_Data extract_.

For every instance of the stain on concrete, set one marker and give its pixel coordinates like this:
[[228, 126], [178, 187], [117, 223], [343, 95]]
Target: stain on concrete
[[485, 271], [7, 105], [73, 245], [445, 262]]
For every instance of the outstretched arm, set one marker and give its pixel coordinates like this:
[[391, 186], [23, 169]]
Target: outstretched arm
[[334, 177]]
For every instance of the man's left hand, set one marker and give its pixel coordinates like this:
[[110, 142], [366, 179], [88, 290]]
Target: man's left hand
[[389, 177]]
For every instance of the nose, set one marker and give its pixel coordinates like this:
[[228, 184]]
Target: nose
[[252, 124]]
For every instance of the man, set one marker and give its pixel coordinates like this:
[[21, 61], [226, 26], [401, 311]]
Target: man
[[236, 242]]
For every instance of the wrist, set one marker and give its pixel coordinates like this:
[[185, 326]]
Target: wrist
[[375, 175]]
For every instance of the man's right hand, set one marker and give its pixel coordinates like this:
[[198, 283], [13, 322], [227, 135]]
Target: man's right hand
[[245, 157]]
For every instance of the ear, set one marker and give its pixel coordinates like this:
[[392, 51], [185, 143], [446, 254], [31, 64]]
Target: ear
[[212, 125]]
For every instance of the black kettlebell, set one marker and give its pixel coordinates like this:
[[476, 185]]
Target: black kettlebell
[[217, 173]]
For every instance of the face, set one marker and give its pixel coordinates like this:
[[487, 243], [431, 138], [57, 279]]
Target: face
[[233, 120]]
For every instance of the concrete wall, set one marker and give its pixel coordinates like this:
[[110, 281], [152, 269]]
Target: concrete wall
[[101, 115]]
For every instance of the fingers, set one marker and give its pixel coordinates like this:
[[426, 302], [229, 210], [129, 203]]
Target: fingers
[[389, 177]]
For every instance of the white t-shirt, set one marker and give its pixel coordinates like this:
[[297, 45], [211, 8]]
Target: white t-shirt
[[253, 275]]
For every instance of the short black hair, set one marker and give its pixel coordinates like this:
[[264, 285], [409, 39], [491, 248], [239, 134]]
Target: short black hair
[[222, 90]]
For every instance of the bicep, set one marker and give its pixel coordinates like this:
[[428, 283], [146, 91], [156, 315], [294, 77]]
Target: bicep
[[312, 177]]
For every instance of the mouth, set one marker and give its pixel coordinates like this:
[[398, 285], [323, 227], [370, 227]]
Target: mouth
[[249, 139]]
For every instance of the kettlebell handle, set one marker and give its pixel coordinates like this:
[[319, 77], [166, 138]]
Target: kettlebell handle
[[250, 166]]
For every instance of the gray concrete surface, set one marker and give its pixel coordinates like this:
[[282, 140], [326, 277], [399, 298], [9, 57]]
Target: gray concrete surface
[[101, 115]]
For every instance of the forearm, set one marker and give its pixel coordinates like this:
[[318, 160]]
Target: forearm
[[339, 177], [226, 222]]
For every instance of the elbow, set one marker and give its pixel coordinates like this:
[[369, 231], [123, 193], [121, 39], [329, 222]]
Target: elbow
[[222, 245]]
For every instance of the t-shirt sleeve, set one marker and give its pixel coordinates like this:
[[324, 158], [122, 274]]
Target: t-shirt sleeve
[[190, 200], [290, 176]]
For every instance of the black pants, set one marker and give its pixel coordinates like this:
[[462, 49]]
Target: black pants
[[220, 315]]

_Requirement_. Update the entries from the line with "For every instance of the wrist, set" to the line with "[[217, 173]]", replacing "marker" with "point" and leaving everything else unchanged. Return only those lines.

_Response to the task_.
For every instance of the wrist, set one point and give its pixel coordinates like this:
[[185, 326]]
Target: wrist
[[375, 175]]
For every instance of the man's right hand, set one point and give its pixel coordinates like this:
[[198, 283], [13, 322], [227, 135]]
Target: man's right hand
[[245, 157]]
For every instance of the ear, set one point and give its pixel coordinates like this:
[[392, 51], [185, 143], [446, 254], [31, 64]]
Target: ear
[[212, 125]]
For every instance of the black kettlebell, set one point and give its pixel coordinates like this:
[[476, 185]]
Target: black kettlebell
[[217, 173]]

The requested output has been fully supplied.